REQUIRED ACTION ▸ Please write out the final portion of the records below exactly: the line containing "Ground wooden peg", every line after it, and nothing else.

SUPPLIED MATERIAL ▸
*-*-*
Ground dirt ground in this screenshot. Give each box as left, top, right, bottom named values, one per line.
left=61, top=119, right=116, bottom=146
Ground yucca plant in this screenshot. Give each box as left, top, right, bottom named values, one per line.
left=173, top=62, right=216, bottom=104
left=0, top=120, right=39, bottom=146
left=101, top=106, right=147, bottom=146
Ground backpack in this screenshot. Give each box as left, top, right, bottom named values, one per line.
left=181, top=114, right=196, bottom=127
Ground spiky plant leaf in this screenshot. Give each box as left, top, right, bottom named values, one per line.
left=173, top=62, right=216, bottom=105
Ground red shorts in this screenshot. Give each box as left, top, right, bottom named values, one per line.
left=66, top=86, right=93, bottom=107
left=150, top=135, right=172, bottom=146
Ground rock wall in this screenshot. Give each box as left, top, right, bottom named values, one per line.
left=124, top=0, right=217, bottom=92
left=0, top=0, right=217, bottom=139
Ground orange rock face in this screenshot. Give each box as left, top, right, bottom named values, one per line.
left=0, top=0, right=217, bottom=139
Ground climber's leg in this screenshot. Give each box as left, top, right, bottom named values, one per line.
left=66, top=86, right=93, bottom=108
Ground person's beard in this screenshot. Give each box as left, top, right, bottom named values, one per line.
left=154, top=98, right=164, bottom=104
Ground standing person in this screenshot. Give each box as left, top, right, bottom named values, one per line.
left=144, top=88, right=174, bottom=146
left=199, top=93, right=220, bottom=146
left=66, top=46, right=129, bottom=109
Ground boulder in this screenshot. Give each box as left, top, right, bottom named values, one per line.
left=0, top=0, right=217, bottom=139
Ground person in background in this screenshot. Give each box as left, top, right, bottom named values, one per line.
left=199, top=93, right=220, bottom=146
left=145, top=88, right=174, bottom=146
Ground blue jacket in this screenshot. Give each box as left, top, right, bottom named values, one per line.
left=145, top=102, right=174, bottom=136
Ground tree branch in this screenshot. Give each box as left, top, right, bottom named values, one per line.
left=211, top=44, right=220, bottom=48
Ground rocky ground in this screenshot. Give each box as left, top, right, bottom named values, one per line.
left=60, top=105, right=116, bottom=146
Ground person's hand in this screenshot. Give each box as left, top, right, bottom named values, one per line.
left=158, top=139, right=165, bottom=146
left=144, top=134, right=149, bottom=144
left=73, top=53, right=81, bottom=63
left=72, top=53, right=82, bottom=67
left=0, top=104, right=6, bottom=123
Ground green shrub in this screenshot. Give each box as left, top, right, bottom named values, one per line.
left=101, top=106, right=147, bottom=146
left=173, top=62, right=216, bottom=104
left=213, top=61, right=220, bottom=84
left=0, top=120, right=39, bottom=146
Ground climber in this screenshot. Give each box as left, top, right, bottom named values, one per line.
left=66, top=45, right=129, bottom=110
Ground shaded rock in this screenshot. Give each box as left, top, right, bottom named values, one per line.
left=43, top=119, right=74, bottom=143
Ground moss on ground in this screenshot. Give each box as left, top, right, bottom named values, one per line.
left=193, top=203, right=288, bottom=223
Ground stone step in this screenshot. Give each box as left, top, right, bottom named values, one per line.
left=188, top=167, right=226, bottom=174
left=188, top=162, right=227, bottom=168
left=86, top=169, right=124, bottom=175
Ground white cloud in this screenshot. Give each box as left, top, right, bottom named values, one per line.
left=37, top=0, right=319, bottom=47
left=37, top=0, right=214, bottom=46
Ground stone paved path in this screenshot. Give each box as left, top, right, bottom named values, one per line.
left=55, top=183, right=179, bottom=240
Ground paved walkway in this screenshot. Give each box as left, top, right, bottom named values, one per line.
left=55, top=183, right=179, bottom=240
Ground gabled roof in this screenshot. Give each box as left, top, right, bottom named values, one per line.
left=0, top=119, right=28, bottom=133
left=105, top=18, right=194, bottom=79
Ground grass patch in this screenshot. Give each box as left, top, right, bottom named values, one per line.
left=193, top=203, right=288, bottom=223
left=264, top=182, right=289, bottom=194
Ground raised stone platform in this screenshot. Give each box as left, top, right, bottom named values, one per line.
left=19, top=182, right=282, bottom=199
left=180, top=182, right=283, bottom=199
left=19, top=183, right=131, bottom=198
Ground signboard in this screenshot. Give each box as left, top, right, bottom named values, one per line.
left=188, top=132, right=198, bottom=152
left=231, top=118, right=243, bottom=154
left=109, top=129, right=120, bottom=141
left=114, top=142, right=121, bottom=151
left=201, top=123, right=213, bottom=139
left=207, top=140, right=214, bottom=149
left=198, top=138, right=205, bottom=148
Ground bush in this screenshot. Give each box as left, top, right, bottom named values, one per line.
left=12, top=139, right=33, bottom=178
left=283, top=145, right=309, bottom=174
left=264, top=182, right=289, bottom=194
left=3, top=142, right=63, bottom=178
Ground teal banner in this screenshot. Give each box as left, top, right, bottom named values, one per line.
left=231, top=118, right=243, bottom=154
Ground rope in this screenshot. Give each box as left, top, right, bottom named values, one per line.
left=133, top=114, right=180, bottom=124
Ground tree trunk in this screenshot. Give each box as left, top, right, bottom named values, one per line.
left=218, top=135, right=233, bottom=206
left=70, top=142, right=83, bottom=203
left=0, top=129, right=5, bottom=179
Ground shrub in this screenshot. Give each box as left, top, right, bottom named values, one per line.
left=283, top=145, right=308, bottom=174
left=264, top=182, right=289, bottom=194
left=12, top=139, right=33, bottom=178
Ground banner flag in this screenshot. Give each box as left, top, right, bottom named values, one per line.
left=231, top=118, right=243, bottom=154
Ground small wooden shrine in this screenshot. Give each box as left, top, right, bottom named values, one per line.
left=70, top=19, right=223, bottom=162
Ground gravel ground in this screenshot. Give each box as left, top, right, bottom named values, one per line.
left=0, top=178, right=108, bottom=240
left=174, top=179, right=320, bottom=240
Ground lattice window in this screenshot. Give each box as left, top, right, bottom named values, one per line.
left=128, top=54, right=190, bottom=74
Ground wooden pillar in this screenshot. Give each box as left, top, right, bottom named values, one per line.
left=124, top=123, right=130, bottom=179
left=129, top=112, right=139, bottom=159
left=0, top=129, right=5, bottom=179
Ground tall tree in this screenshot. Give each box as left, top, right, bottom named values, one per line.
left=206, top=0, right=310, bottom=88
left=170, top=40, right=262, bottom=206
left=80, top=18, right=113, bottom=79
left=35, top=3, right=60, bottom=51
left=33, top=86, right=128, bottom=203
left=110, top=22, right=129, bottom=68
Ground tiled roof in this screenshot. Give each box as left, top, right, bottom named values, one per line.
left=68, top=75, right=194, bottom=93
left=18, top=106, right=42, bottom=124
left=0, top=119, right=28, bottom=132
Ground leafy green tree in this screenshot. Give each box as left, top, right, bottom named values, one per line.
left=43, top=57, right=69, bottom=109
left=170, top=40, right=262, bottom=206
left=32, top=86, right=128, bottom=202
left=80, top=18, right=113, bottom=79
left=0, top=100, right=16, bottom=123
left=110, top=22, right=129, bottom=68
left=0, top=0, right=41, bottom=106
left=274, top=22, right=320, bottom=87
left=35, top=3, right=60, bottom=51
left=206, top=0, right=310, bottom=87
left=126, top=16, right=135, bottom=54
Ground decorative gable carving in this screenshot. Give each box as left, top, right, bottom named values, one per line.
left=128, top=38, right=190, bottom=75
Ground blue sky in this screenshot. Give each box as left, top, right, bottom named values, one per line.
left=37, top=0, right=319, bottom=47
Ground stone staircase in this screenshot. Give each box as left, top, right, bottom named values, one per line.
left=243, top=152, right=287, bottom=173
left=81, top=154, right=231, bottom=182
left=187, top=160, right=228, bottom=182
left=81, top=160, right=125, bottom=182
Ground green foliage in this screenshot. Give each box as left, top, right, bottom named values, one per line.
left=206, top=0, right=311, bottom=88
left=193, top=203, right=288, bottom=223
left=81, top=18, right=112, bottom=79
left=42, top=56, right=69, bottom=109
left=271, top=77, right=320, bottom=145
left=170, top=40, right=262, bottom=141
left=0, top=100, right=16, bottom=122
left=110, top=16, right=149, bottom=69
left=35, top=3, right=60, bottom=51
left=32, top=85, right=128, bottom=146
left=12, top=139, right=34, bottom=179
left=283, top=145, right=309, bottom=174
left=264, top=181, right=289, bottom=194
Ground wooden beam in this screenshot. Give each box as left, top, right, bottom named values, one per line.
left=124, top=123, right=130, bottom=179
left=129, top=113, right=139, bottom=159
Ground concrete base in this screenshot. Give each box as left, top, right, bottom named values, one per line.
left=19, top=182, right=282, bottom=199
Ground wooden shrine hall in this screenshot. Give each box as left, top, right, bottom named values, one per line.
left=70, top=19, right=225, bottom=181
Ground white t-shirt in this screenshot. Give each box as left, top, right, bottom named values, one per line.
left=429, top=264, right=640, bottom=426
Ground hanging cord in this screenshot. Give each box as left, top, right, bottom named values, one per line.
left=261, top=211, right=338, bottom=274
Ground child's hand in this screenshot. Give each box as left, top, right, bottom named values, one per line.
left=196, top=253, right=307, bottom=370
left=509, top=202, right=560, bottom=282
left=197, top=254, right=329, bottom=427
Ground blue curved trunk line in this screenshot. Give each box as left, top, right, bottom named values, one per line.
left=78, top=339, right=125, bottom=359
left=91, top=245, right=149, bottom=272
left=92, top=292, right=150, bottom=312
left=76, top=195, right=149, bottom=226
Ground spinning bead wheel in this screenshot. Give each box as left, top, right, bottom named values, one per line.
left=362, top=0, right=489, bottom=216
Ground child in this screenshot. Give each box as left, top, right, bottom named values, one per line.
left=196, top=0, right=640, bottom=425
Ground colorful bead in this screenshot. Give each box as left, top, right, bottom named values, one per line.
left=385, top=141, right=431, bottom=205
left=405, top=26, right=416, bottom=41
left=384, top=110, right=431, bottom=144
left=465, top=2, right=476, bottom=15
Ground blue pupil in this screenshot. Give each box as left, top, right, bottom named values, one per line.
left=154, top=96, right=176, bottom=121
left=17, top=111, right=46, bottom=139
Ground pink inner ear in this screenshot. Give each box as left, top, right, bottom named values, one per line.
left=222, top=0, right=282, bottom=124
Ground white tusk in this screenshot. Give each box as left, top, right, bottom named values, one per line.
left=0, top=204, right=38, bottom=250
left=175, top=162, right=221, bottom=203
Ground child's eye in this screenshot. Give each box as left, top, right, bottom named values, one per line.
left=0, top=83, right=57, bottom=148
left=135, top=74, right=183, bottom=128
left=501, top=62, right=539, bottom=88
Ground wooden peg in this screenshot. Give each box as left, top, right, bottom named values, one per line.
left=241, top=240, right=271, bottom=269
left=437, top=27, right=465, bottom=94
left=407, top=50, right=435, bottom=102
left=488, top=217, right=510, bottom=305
*-*-*
REPLY TO THE EXERCISE ▸
Ground wooden peg in this screenshot. Give each box as left, top, right, bottom named values, one per line.
left=241, top=240, right=271, bottom=269
left=437, top=27, right=465, bottom=94
left=407, top=50, right=435, bottom=102
left=488, top=217, right=510, bottom=305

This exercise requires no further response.